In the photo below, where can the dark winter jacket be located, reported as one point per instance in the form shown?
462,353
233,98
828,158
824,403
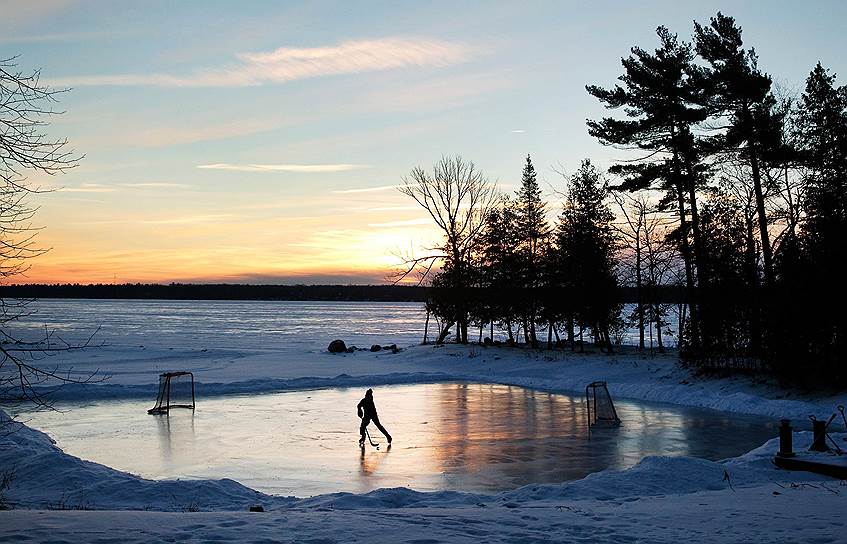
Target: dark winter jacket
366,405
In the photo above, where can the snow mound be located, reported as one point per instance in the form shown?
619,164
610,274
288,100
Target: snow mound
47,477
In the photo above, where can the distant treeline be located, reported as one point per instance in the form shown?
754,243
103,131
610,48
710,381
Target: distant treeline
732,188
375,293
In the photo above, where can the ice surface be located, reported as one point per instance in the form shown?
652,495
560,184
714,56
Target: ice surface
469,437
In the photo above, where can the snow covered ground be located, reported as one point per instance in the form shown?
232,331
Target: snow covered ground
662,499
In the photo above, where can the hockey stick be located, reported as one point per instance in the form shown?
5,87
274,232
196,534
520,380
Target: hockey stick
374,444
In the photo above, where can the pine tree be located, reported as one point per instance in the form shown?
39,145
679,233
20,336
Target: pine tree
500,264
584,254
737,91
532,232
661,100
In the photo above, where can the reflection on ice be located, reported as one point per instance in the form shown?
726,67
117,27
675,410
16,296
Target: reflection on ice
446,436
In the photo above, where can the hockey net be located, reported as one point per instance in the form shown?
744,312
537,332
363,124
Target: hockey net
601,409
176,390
========
● **Goal**
Return all of the records above line for line, with no changes, and leave out the pictures.

● **Output below**
In the photo below, where can the dark winter jacket be located, reported as one point per instance in the form shown?
462,353
233,98
828,158
824,403
Target: dark winter jacket
366,405
In the photo above, where can the snow mound be located, reported as one point per instance in the form shown?
619,164
610,274
288,100
Target: snow mound
47,477
In the photo above, where can the distant treeline be located, reported as one point per instance in the form shown?
754,243
103,131
610,48
710,381
Target: distant treeline
732,188
375,293
In the photo above, where can the ice surface be located, reported as one point per instance in the form shown?
652,495
560,184
714,56
Target: ice surface
469,437
In the photo above, where can the snow covered ground be located, reported as one point per instance in the form shown?
232,331
Target: snow covered ground
662,499
In the photo above, where can the hockey stick be located, reported as one point per instance in the form shown?
5,87
274,232
196,534
520,380
Target: hockey stick
374,444
In the photo above, where can the pine tree be located, reported as one point per instance in the form shown?
39,145
679,233
20,336
Target: pine tree
500,264
584,254
737,91
532,232
661,100
In the photo above, where can the reflection on ice be located, reported as one point per instance in the form shown?
726,67
117,27
675,410
16,296
Target: reflection on ice
446,436
In the photo above, where can the hockey net be located, reported as one point per instance in the form shown?
744,312
537,332
363,124
Target: hockey net
601,409
176,390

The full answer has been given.